Dataset rows showing where objects appear
------------------------------------

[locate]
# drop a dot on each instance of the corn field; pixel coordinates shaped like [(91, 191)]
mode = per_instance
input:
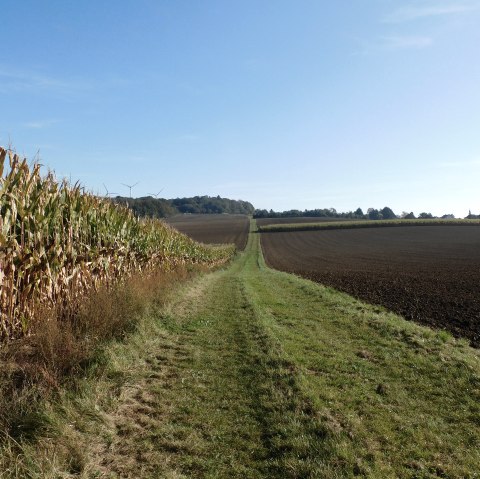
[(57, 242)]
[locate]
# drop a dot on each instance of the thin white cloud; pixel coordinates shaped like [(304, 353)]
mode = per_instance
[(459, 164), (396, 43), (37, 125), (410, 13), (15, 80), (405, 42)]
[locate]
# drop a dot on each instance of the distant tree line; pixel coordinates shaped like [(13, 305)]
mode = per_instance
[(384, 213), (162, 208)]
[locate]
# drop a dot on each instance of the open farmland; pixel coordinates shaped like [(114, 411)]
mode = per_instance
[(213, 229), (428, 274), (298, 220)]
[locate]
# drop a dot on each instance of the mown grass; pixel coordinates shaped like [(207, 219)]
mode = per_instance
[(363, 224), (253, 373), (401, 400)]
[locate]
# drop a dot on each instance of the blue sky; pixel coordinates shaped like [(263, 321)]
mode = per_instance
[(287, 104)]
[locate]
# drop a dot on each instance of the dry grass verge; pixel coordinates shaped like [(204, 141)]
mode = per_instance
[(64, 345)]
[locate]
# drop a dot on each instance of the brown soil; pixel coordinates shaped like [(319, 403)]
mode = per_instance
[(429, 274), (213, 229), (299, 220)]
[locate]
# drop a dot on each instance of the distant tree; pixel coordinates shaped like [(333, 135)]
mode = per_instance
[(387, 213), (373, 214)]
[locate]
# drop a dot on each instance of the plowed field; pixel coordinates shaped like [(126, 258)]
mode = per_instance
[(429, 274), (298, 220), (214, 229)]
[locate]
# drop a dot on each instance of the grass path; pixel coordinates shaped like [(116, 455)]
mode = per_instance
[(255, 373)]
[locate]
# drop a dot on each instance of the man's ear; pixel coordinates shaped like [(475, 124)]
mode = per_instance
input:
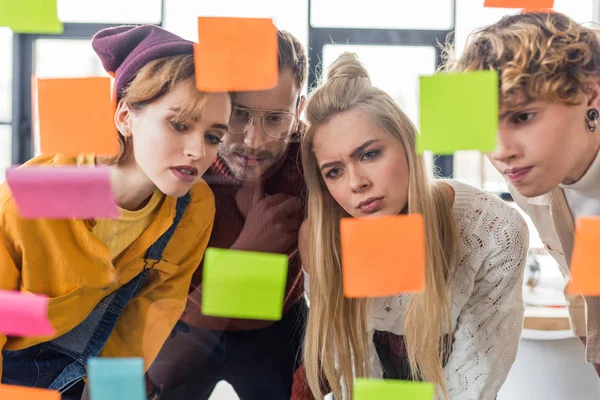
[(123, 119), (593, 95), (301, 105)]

------------------------------------

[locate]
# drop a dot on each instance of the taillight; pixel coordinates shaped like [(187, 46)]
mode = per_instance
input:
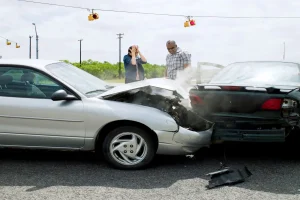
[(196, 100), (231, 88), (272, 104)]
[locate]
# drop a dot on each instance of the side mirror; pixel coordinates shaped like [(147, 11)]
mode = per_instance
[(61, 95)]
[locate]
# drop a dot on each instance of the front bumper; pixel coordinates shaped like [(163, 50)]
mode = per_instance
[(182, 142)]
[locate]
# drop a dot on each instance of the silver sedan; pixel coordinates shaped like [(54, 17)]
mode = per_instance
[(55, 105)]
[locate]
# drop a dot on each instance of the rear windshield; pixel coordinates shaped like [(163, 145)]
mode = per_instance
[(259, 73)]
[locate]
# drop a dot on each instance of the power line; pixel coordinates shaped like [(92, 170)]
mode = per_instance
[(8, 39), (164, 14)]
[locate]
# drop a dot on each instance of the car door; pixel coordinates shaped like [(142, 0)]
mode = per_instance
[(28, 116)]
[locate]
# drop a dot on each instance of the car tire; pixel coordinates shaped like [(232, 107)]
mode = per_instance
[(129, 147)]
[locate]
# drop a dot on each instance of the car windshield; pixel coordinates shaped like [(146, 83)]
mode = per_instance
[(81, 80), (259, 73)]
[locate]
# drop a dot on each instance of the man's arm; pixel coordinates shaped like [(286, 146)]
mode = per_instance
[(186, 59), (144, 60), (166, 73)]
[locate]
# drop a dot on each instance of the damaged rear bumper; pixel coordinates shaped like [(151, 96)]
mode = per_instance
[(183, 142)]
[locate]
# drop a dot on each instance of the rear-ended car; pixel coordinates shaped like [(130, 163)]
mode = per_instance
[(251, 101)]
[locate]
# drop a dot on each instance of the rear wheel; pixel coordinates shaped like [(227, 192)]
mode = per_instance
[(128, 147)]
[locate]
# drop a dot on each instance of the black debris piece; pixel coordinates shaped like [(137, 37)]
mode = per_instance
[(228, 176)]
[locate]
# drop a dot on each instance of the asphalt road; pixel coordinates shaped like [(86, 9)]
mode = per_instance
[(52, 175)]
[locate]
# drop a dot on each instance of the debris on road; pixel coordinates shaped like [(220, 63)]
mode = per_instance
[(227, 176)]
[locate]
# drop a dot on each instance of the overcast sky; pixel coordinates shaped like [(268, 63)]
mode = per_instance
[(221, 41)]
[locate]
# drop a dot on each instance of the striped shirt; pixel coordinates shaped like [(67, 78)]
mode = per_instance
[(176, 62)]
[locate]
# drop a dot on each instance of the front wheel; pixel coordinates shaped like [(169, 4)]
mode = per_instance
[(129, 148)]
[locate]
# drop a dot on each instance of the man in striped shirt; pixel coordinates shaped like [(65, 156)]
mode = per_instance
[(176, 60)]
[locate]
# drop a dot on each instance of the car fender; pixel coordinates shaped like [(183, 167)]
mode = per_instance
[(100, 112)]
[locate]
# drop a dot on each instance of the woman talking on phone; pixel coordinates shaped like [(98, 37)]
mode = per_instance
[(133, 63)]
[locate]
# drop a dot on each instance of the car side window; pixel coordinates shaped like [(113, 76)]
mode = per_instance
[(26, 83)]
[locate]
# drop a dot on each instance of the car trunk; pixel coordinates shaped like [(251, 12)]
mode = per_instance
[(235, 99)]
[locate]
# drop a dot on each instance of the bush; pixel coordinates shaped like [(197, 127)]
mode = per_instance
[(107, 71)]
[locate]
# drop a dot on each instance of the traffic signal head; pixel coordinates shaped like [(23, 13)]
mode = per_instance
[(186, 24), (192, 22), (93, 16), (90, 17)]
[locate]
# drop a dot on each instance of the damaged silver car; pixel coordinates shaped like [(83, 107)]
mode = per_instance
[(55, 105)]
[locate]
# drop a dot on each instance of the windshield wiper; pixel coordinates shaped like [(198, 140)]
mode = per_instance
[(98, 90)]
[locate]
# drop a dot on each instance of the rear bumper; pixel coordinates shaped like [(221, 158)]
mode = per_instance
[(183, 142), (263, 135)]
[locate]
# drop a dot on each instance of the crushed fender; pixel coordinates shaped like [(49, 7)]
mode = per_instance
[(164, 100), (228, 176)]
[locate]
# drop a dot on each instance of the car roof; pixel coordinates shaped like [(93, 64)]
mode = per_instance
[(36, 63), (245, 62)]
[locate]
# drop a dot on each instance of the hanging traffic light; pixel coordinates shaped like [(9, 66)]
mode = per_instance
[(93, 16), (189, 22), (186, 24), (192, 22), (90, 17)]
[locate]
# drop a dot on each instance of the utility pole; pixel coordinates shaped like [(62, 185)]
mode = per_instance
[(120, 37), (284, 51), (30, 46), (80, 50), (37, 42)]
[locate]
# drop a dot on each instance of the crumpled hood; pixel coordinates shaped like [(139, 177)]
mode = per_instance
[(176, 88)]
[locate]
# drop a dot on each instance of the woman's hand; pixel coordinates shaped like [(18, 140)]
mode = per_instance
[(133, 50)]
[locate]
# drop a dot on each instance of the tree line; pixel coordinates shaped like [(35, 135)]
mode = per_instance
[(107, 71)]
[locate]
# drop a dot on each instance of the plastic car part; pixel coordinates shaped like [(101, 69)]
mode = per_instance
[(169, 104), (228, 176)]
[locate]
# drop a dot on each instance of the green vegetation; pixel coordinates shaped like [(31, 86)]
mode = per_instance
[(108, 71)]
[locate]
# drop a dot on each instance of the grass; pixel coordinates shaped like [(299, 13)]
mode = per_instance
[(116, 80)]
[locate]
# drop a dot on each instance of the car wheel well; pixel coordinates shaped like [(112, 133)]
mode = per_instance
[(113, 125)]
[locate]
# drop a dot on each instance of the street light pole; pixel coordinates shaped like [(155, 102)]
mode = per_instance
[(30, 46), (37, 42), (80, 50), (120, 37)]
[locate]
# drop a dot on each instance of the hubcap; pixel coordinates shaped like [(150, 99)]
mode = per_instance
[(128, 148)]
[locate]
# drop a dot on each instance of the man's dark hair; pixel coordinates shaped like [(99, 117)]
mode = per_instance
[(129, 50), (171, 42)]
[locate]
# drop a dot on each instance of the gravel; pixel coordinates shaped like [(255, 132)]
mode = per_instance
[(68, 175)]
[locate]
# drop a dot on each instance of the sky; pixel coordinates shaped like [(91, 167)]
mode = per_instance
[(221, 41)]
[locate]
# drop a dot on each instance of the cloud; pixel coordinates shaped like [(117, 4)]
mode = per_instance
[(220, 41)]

------------------------------------

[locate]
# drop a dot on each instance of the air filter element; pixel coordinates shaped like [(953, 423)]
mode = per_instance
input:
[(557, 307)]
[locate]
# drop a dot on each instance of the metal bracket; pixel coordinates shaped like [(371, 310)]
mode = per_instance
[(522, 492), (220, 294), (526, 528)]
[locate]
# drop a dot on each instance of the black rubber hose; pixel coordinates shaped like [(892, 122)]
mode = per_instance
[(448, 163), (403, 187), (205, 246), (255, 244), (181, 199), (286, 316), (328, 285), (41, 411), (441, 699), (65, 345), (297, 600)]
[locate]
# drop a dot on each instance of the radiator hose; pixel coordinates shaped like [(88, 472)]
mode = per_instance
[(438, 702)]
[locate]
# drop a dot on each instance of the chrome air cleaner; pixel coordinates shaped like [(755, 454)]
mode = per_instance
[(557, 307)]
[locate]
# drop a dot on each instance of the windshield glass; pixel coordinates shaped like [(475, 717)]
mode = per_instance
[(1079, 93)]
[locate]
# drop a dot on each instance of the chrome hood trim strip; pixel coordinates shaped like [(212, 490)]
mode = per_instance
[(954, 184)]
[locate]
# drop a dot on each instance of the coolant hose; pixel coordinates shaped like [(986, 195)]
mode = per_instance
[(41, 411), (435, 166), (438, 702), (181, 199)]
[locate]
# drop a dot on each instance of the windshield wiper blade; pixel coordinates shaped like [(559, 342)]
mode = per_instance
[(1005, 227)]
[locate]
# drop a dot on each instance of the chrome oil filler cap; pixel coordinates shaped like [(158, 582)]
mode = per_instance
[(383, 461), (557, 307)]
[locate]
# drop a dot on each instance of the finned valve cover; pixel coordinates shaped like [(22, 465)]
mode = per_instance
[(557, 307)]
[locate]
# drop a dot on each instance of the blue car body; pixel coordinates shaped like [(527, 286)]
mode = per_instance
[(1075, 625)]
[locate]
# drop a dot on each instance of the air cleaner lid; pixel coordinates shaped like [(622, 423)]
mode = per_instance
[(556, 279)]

------------------------------------

SET EXERCISE: Select every line in the rows above that contains the word "fender" and copy each one. Uppercase and lowercase count as different.

EXERCISE OUTPUT:
# drop a dot on each instance of the car fender; pixel coordinates shaped like [(183, 167)]
# drop a dot on each instance of the crushed fender; pixel coordinates shaped like [(49, 7)]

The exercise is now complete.